━━ TEXT TO READ ━━
Gmail Analysis

Analysing emails received over the past ten years

July 01, 2021 · 3 mins read

Motivation

Over the past ten years, I have received over thousands of emails. I noticed that the bulk of my email communication only increased over past two years. I wanted to visualize the distribution of my emails(sent or received) over the hours, days and years. The example notebook is linked here

Python Libraries used

  1. NumPy
  2. Pandas
  3. Matplotlib
  4. Mailbox

Goal

  • Answer the following questions -
    1. How many emails did I send during a given timeframe?
    2. At what times of the day do I send and receive emails with Gmail?
    3. What is the distribution of emails received per day?
    4. What is the distribution of emails received per hour?
    5. Which is my most active day in terms of emails?

Dataset

The data was obtained from Google takeout. Due to privacy reasons, the dataset is not included in this repository. After downloading the dataset containing all the emails, the compressed file was unzipped to obtain file with an .mbox extension. In order to read this, the mailbox library was used. The following fields were extracted from the mailbox object -

  1. Subject
  2. From
  3. Date
  4. To
  5. Label - Gmail treats labels as folders for the purposes of IMAP. 1
  6. Thread - Gmail provides a thread ID to associate groups of messages in the same manner as in the Gmail web interface 1

Steps prior to analysis

  1. Consisted of removing NaN
  2. Conversion of dataframe objects to a more suitable data format
  3. Extraction of email ids from the from field using regular expressions
  4. Dropping unneccessary columns
  5. Refactoring timezones using pytz and pandas

Analysis

1. Number of Emails

  • Timeframe considered -
    • Start of dataset: Mon 12 Sep 2011 04:12 AM
    • End of dataset: Mon 28 Jun 2021 08:53 PM
  • How many emails were received and sent?
    • Received = 62180
    • Sent = 1172
    • Here is a scatter plot for the distribution of emails sent and received per time of day

Fig 1. Mails received and sent as per time of day

2. Average Emails per day and per hour

  • Here is a triple plot for time of the day versus year for all the emails within a given timeframe

Fig 2. Plot for time of the day versus year for all the emails

3. Emails as per days of the week

  • As seen by the bar chart, most of the outgoing emails were sent on Thursday and most of the incoming emails were received on Friday

Fig 3. Fraction of Weekly Mails Per Day

4. Most active time of day for Email Communication

  • From the graph, we can see the most active hours for my email communication

Fig 4. Active Hours for Email Communication
━━━
━━ DATA ━━
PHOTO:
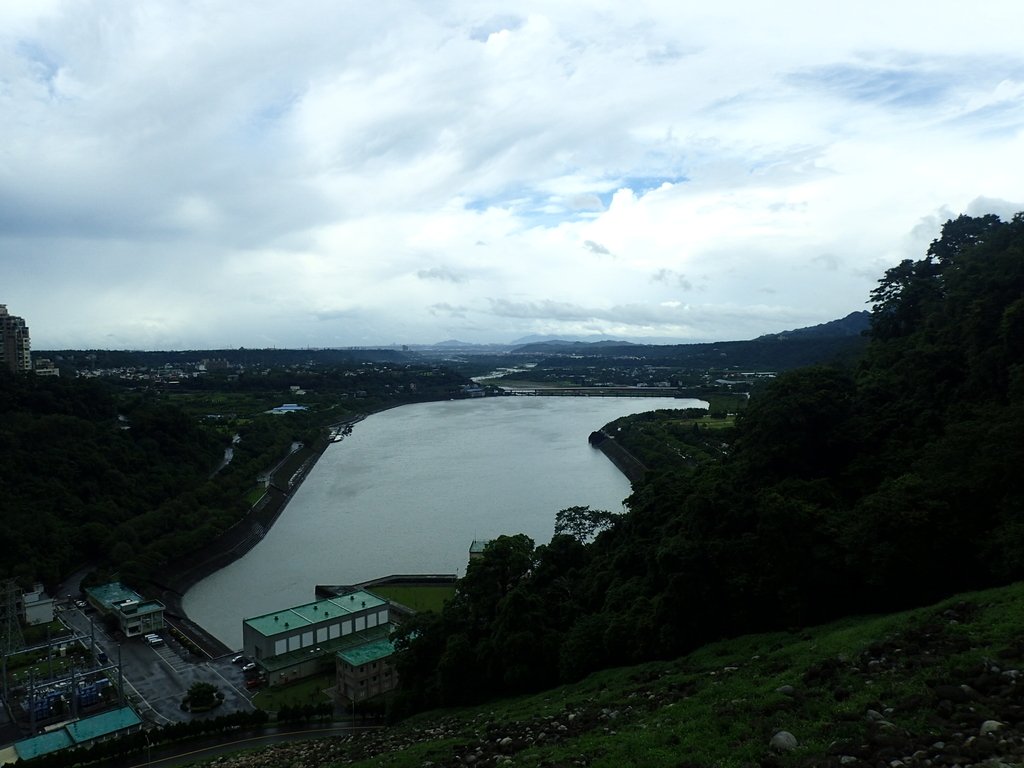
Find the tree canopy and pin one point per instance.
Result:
━━━
_EXERCISES_
1. In the Gmail analysis, rewrite the passage between "2. At what times" and "terms of emails?", inclusive, replacing "distribution" with "spread".
2. According to the Gmail analysis, on which day of the week were most of the outgoing emails sent?

_ANSWERS FOR THE EXERCISE_
1.
2. At what times of the day do I send and receive emails with Gmail?
    3. What is the spread of emails received per day?
    4. What is the spread of emails received per hour?
    5. Which is my most active day in terms of emails?

2. Thursday